EXERCISE: The data follows. Retype every entry exactly.

INPUT DATA:
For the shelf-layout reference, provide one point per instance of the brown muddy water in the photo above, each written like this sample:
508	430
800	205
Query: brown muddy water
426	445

EXERCISE RESULT:
For the shelf-layout reference, provide one point per instance of the brown muddy water in the photo above, each written like this sample:
508	430
800	205
Query: brown muddy water
426	445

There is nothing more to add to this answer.